## REQUIRED TASK
Quote precisely the final stretch of the listing: start at the line containing "Where can the window on" and stop after the last line.

------ DATA FOR THIS TASK ------

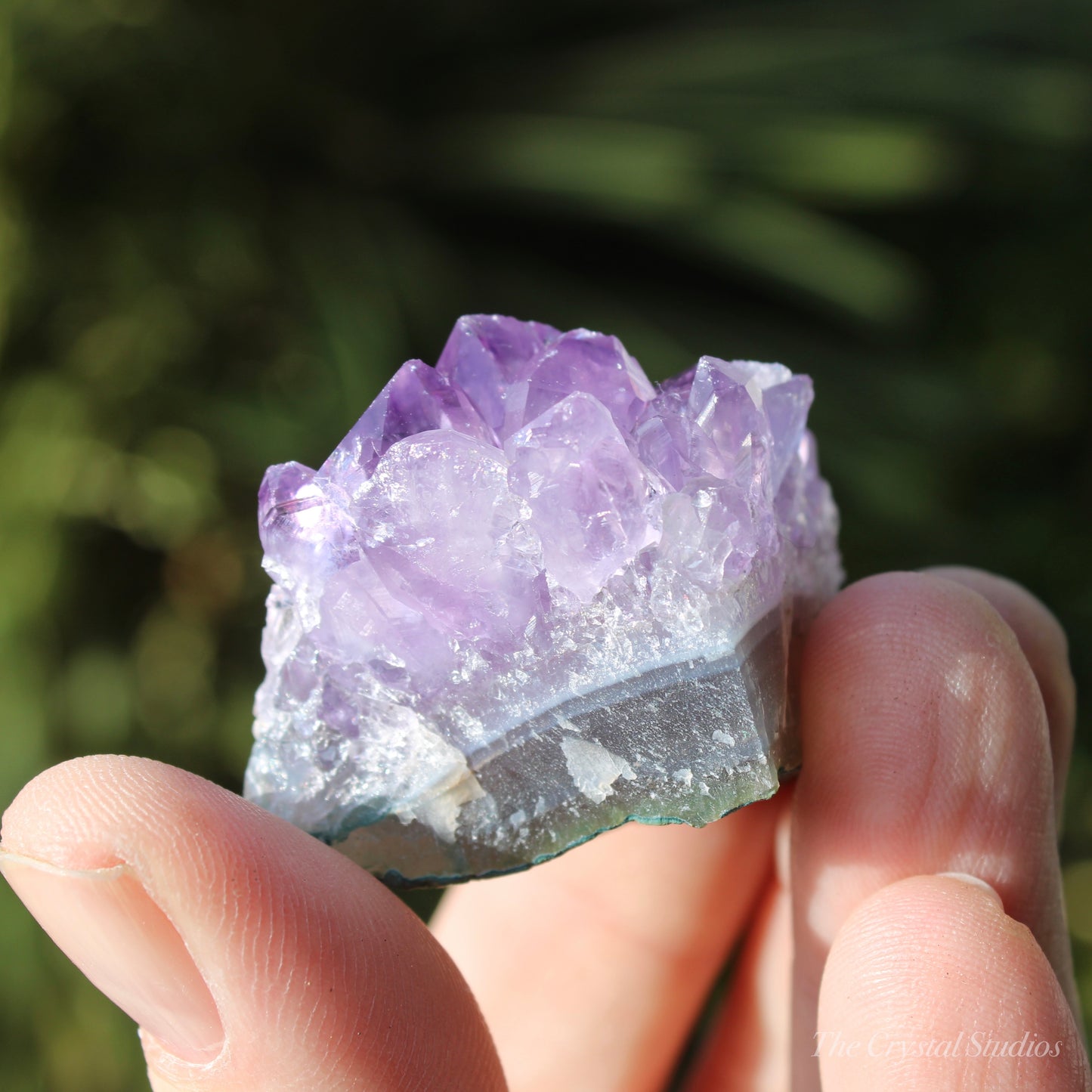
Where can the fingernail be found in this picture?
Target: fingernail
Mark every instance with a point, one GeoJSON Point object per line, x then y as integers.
{"type": "Point", "coordinates": [974, 881]}
{"type": "Point", "coordinates": [110, 927]}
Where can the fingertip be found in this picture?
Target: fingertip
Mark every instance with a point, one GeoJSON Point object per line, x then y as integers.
{"type": "Point", "coordinates": [939, 988]}
{"type": "Point", "coordinates": [1044, 643]}
{"type": "Point", "coordinates": [321, 976]}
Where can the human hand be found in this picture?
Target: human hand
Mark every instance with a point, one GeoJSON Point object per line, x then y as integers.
{"type": "Point", "coordinates": [937, 714]}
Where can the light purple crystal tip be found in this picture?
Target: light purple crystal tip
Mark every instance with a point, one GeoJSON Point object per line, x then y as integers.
{"type": "Point", "coordinates": [531, 596]}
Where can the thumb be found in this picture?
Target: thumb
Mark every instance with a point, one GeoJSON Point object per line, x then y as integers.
{"type": "Point", "coordinates": [252, 957]}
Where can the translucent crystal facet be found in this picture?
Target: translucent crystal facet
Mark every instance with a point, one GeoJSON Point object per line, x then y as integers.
{"type": "Point", "coordinates": [532, 596]}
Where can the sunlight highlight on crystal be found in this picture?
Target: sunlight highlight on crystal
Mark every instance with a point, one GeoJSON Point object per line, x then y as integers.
{"type": "Point", "coordinates": [532, 596]}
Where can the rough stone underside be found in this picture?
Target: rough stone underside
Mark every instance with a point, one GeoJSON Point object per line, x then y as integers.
{"type": "Point", "coordinates": [532, 596]}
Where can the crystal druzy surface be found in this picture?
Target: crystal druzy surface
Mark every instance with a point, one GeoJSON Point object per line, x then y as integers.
{"type": "Point", "coordinates": [531, 596]}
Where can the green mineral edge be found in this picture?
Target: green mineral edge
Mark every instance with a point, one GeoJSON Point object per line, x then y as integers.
{"type": "Point", "coordinates": [395, 879]}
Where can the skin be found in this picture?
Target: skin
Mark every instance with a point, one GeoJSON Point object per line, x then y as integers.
{"type": "Point", "coordinates": [937, 718]}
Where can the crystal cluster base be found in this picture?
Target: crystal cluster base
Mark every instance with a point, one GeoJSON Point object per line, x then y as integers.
{"type": "Point", "coordinates": [532, 596]}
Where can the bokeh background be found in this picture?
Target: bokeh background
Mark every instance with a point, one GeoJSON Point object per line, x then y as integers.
{"type": "Point", "coordinates": [224, 224]}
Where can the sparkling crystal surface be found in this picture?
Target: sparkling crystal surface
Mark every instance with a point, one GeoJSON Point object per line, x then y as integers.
{"type": "Point", "coordinates": [531, 596]}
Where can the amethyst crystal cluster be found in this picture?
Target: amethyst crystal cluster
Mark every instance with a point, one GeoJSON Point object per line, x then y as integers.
{"type": "Point", "coordinates": [531, 596]}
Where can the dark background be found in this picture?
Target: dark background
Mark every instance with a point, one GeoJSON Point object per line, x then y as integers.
{"type": "Point", "coordinates": [224, 224]}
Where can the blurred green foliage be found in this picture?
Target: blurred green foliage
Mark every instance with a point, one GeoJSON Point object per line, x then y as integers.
{"type": "Point", "coordinates": [223, 225]}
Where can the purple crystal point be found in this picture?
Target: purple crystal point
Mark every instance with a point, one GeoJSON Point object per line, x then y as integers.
{"type": "Point", "coordinates": [531, 596]}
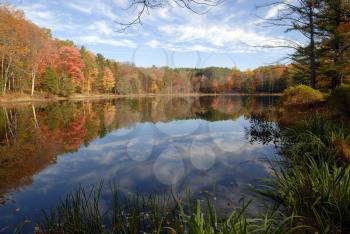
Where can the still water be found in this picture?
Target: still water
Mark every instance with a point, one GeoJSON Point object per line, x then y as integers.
{"type": "Point", "coordinates": [217, 147]}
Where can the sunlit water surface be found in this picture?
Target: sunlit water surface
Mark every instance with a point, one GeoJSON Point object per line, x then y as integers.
{"type": "Point", "coordinates": [217, 147]}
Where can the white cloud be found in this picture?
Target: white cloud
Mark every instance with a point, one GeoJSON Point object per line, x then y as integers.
{"type": "Point", "coordinates": [93, 39]}
{"type": "Point", "coordinates": [218, 37]}
{"type": "Point", "coordinates": [102, 27]}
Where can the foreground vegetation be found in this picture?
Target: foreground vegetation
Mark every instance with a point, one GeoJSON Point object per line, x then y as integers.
{"type": "Point", "coordinates": [310, 192]}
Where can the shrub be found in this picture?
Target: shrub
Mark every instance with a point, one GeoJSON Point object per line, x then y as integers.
{"type": "Point", "coordinates": [301, 95]}
{"type": "Point", "coordinates": [340, 99]}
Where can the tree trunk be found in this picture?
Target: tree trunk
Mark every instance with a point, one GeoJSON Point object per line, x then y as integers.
{"type": "Point", "coordinates": [33, 81]}
{"type": "Point", "coordinates": [312, 49]}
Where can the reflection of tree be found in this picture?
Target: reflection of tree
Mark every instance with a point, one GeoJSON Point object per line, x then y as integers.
{"type": "Point", "coordinates": [262, 130]}
{"type": "Point", "coordinates": [31, 139]}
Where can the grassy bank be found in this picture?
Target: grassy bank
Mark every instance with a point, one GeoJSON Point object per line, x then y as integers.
{"type": "Point", "coordinates": [310, 193]}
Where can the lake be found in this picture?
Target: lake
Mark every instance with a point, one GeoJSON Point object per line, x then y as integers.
{"type": "Point", "coordinates": [216, 146]}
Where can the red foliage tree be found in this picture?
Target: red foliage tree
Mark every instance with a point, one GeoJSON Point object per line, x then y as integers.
{"type": "Point", "coordinates": [72, 63]}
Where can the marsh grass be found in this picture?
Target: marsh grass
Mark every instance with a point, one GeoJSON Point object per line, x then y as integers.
{"type": "Point", "coordinates": [80, 212]}
{"type": "Point", "coordinates": [310, 193]}
{"type": "Point", "coordinates": [315, 180]}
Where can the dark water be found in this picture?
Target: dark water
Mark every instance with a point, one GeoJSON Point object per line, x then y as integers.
{"type": "Point", "coordinates": [216, 146]}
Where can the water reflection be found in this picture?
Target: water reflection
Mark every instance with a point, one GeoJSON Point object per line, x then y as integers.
{"type": "Point", "coordinates": [214, 145]}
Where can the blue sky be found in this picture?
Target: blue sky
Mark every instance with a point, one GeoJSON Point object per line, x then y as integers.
{"type": "Point", "coordinates": [226, 36]}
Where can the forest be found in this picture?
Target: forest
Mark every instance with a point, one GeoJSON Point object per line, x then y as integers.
{"type": "Point", "coordinates": [32, 61]}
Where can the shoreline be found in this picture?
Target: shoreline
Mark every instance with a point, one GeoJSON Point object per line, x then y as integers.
{"type": "Point", "coordinates": [21, 98]}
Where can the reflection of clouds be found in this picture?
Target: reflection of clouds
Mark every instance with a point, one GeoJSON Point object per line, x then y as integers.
{"type": "Point", "coordinates": [139, 160]}
{"type": "Point", "coordinates": [140, 148]}
{"type": "Point", "coordinates": [229, 135]}
{"type": "Point", "coordinates": [179, 128]}
{"type": "Point", "coordinates": [169, 167]}
{"type": "Point", "coordinates": [202, 156]}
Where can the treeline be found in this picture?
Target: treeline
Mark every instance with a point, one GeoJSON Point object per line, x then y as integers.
{"type": "Point", "coordinates": [32, 60]}
{"type": "Point", "coordinates": [321, 59]}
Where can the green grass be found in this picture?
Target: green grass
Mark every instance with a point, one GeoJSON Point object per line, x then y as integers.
{"type": "Point", "coordinates": [81, 212]}
{"type": "Point", "coordinates": [310, 193]}
{"type": "Point", "coordinates": [314, 182]}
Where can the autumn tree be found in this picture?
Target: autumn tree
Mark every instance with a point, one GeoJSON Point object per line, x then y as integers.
{"type": "Point", "coordinates": [108, 80]}
{"type": "Point", "coordinates": [50, 81]}
{"type": "Point", "coordinates": [72, 64]}
{"type": "Point", "coordinates": [90, 69]}
{"type": "Point", "coordinates": [301, 16]}
{"type": "Point", "coordinates": [237, 79]}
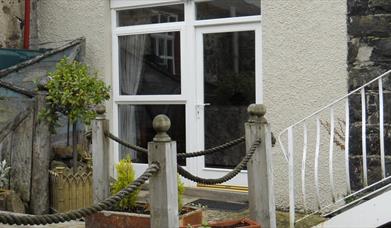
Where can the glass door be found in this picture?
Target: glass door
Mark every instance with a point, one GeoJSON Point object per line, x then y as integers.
{"type": "Point", "coordinates": [228, 80]}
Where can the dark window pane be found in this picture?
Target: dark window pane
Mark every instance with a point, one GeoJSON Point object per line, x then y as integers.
{"type": "Point", "coordinates": [227, 8]}
{"type": "Point", "coordinates": [229, 87]}
{"type": "Point", "coordinates": [135, 127]}
{"type": "Point", "coordinates": [151, 15]}
{"type": "Point", "coordinates": [147, 67]}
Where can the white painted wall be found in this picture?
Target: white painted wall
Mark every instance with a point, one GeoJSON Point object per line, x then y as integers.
{"type": "Point", "coordinates": [372, 213]}
{"type": "Point", "coordinates": [304, 68]}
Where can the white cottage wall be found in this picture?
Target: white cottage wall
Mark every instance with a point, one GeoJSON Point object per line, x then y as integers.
{"type": "Point", "coordinates": [304, 69]}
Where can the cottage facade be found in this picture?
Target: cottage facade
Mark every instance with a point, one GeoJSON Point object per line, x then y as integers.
{"type": "Point", "coordinates": [203, 62]}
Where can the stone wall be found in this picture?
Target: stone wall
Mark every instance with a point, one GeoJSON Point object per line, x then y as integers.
{"type": "Point", "coordinates": [11, 32]}
{"type": "Point", "coordinates": [369, 55]}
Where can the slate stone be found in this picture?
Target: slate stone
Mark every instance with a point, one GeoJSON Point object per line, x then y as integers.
{"type": "Point", "coordinates": [370, 25]}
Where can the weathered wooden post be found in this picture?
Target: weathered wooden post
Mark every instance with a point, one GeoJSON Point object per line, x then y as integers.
{"type": "Point", "coordinates": [163, 186]}
{"type": "Point", "coordinates": [100, 156]}
{"type": "Point", "coordinates": [40, 157]}
{"type": "Point", "coordinates": [259, 169]}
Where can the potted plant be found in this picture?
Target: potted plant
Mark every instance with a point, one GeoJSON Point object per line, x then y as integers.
{"type": "Point", "coordinates": [73, 90]}
{"type": "Point", "coordinates": [130, 213]}
{"type": "Point", "coordinates": [239, 223]}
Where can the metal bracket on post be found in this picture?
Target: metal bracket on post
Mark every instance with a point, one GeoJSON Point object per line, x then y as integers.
{"type": "Point", "coordinates": [259, 168]}
{"type": "Point", "coordinates": [100, 156]}
{"type": "Point", "coordinates": [163, 186]}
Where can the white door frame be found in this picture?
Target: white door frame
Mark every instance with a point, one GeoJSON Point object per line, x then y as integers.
{"type": "Point", "coordinates": [241, 178]}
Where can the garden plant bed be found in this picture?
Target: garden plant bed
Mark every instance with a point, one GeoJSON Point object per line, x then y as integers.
{"type": "Point", "coordinates": [141, 219]}
{"type": "Point", "coordinates": [239, 223]}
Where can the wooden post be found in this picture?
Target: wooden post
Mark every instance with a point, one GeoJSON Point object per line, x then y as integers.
{"type": "Point", "coordinates": [100, 156]}
{"type": "Point", "coordinates": [163, 186]}
{"type": "Point", "coordinates": [259, 168]}
{"type": "Point", "coordinates": [39, 203]}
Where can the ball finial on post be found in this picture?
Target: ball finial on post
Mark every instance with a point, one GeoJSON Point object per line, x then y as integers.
{"type": "Point", "coordinates": [257, 113]}
{"type": "Point", "coordinates": [161, 123]}
{"type": "Point", "coordinates": [100, 109]}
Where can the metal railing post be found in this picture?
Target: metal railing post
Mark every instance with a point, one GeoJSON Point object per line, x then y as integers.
{"type": "Point", "coordinates": [259, 168]}
{"type": "Point", "coordinates": [100, 156]}
{"type": "Point", "coordinates": [163, 186]}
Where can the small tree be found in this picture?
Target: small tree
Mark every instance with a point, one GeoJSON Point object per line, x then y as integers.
{"type": "Point", "coordinates": [73, 91]}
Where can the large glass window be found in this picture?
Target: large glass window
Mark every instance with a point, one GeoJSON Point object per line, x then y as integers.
{"type": "Point", "coordinates": [135, 127]}
{"type": "Point", "coordinates": [229, 76]}
{"type": "Point", "coordinates": [227, 8]}
{"type": "Point", "coordinates": [149, 64]}
{"type": "Point", "coordinates": [151, 15]}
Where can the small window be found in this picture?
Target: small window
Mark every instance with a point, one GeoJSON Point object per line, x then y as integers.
{"type": "Point", "coordinates": [227, 8]}
{"type": "Point", "coordinates": [151, 15]}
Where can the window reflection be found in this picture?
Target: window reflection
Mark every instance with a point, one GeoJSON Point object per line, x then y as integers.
{"type": "Point", "coordinates": [151, 15]}
{"type": "Point", "coordinates": [149, 64]}
{"type": "Point", "coordinates": [227, 8]}
{"type": "Point", "coordinates": [229, 79]}
{"type": "Point", "coordinates": [135, 127]}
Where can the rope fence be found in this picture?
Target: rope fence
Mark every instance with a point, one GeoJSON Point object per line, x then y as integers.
{"type": "Point", "coordinates": [226, 177]}
{"type": "Point", "coordinates": [162, 156]}
{"type": "Point", "coordinates": [15, 219]}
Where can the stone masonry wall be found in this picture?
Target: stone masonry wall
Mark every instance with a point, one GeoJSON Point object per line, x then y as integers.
{"type": "Point", "coordinates": [369, 55]}
{"type": "Point", "coordinates": [11, 32]}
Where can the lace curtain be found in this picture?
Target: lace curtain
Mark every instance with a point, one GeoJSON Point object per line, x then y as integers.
{"type": "Point", "coordinates": [131, 52]}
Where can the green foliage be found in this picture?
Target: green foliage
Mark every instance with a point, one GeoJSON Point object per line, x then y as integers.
{"type": "Point", "coordinates": [73, 91]}
{"type": "Point", "coordinates": [181, 190]}
{"type": "Point", "coordinates": [126, 176]}
{"type": "Point", "coordinates": [4, 171]}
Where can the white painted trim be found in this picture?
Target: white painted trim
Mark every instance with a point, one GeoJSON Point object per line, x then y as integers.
{"type": "Point", "coordinates": [148, 29]}
{"type": "Point", "coordinates": [228, 21]}
{"type": "Point", "coordinates": [191, 62]}
{"type": "Point", "coordinates": [126, 4]}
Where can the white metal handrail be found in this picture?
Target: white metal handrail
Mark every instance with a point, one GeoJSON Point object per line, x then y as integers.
{"type": "Point", "coordinates": [289, 152]}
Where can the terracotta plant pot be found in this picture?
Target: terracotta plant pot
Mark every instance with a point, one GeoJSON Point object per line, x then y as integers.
{"type": "Point", "coordinates": [114, 219]}
{"type": "Point", "coordinates": [240, 223]}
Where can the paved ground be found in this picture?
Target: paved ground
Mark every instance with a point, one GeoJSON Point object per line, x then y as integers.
{"type": "Point", "coordinates": [209, 215]}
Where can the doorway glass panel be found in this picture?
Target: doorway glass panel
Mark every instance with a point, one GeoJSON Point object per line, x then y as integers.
{"type": "Point", "coordinates": [135, 127]}
{"type": "Point", "coordinates": [229, 87]}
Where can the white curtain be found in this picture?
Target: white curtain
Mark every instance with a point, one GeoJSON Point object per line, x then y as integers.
{"type": "Point", "coordinates": [131, 50]}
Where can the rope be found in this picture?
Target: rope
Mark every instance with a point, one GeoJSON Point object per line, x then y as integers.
{"type": "Point", "coordinates": [133, 147]}
{"type": "Point", "coordinates": [212, 150]}
{"type": "Point", "coordinates": [180, 155]}
{"type": "Point", "coordinates": [225, 178]}
{"type": "Point", "coordinates": [109, 202]}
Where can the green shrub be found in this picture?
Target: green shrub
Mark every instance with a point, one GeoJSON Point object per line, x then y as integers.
{"type": "Point", "coordinates": [126, 176]}
{"type": "Point", "coordinates": [73, 91]}
{"type": "Point", "coordinates": [181, 190]}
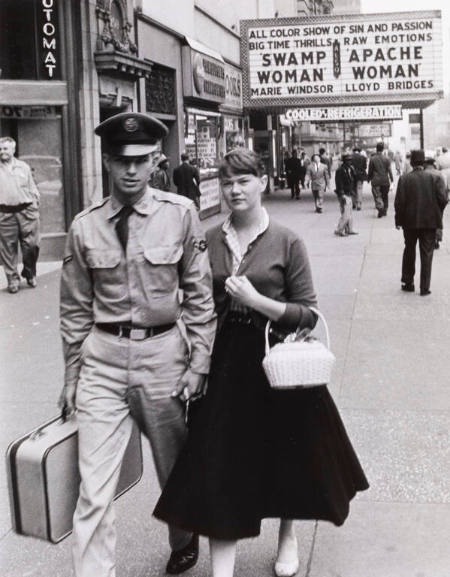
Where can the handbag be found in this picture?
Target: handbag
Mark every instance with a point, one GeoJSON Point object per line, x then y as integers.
{"type": "Point", "coordinates": [300, 360]}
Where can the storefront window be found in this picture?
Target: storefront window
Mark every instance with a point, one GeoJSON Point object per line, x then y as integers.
{"type": "Point", "coordinates": [202, 145]}
{"type": "Point", "coordinates": [37, 131]}
{"type": "Point", "coordinates": [201, 142]}
{"type": "Point", "coordinates": [30, 40]}
{"type": "Point", "coordinates": [234, 133]}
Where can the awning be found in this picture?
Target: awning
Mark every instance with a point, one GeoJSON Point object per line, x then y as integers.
{"type": "Point", "coordinates": [199, 47]}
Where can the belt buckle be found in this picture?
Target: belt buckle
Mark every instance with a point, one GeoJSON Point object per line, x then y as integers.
{"type": "Point", "coordinates": [138, 334]}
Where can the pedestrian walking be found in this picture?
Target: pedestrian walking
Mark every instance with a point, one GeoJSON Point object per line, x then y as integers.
{"type": "Point", "coordinates": [304, 161]}
{"type": "Point", "coordinates": [359, 163]}
{"type": "Point", "coordinates": [132, 349]}
{"type": "Point", "coordinates": [419, 204]}
{"type": "Point", "coordinates": [293, 169]}
{"type": "Point", "coordinates": [252, 451]}
{"type": "Point", "coordinates": [160, 178]}
{"type": "Point", "coordinates": [345, 179]}
{"type": "Point", "coordinates": [430, 166]}
{"type": "Point", "coordinates": [19, 217]}
{"type": "Point", "coordinates": [443, 164]}
{"type": "Point", "coordinates": [325, 159]}
{"type": "Point", "coordinates": [380, 176]}
{"type": "Point", "coordinates": [407, 164]}
{"type": "Point", "coordinates": [317, 178]}
{"type": "Point", "coordinates": [187, 180]}
{"type": "Point", "coordinates": [398, 162]}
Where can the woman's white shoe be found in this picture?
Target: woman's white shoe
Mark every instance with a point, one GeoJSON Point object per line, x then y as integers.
{"type": "Point", "coordinates": [286, 569]}
{"type": "Point", "coordinates": [290, 564]}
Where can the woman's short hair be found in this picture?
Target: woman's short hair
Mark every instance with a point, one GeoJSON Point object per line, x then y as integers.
{"type": "Point", "coordinates": [241, 161]}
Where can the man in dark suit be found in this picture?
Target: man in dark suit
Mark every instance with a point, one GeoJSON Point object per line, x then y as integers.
{"type": "Point", "coordinates": [292, 167]}
{"type": "Point", "coordinates": [380, 176]}
{"type": "Point", "coordinates": [419, 203]}
{"type": "Point", "coordinates": [359, 163]}
{"type": "Point", "coordinates": [187, 180]}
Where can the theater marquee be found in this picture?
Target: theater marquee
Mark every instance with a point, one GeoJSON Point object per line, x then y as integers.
{"type": "Point", "coordinates": [371, 58]}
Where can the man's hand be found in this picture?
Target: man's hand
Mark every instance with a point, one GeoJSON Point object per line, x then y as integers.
{"type": "Point", "coordinates": [66, 400]}
{"type": "Point", "coordinates": [190, 386]}
{"type": "Point", "coordinates": [241, 289]}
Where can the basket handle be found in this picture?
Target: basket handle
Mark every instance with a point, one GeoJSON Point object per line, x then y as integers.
{"type": "Point", "coordinates": [315, 311]}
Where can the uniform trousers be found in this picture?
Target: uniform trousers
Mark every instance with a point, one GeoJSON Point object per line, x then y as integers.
{"type": "Point", "coordinates": [295, 187]}
{"type": "Point", "coordinates": [357, 196]}
{"type": "Point", "coordinates": [426, 238]}
{"type": "Point", "coordinates": [380, 194]}
{"type": "Point", "coordinates": [318, 197]}
{"type": "Point", "coordinates": [345, 223]}
{"type": "Point", "coordinates": [121, 380]}
{"type": "Point", "coordinates": [19, 228]}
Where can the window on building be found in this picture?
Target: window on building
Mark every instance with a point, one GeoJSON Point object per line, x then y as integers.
{"type": "Point", "coordinates": [29, 40]}
{"type": "Point", "coordinates": [160, 91]}
{"type": "Point", "coordinates": [37, 131]}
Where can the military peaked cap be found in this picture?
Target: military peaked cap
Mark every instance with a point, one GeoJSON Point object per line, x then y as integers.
{"type": "Point", "coordinates": [131, 133]}
{"type": "Point", "coordinates": [417, 157]}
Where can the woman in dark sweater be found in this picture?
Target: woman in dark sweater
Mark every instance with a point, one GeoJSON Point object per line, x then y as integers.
{"type": "Point", "coordinates": [254, 452]}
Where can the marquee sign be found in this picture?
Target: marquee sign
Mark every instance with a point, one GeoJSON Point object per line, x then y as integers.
{"type": "Point", "coordinates": [371, 58]}
{"type": "Point", "coordinates": [203, 76]}
{"type": "Point", "coordinates": [48, 37]}
{"type": "Point", "coordinates": [343, 113]}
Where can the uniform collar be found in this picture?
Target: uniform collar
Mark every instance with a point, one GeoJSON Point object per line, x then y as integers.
{"type": "Point", "coordinates": [144, 206]}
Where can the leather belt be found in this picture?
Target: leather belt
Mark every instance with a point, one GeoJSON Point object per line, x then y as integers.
{"type": "Point", "coordinates": [134, 333]}
{"type": "Point", "coordinates": [13, 208]}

------

## SOLUTION
Where can the window on building be found in this picture?
Target: window on building
Mark every instance with a point, one GeoJSON Point object per line, x then y as integers.
{"type": "Point", "coordinates": [29, 40]}
{"type": "Point", "coordinates": [160, 91]}
{"type": "Point", "coordinates": [37, 131]}
Where can the military peaked cap be found in this picture?
Target: military peaked cap
Mark every instance with a point, one GeoJSON Point object per line, x then y as integers.
{"type": "Point", "coordinates": [131, 133]}
{"type": "Point", "coordinates": [417, 157]}
Where can the woman in dark sweater be found in this picture?
Target: woman in dark sweater
Mark every instance with a point, one GeoJSON Point object per line, x then y as integers.
{"type": "Point", "coordinates": [254, 452]}
Where can the marquee sign be found in this picture?
Target: marquee sign
Mark every instance with a point, one GeoJSON Point object per line, x then y as integers.
{"type": "Point", "coordinates": [371, 58]}
{"type": "Point", "coordinates": [203, 76]}
{"type": "Point", "coordinates": [48, 37]}
{"type": "Point", "coordinates": [343, 113]}
Where can the uniform collar be found in this picture?
Target: uniform collar
Mark every instance with a point, one GeoJSON Point object per line, x then y as integers.
{"type": "Point", "coordinates": [144, 206]}
Where can the leather belt be found in this picture?
Target: leather belt
Mark every instance with a point, one GeoJSON Point object per line, x then y as integers.
{"type": "Point", "coordinates": [134, 333]}
{"type": "Point", "coordinates": [13, 208]}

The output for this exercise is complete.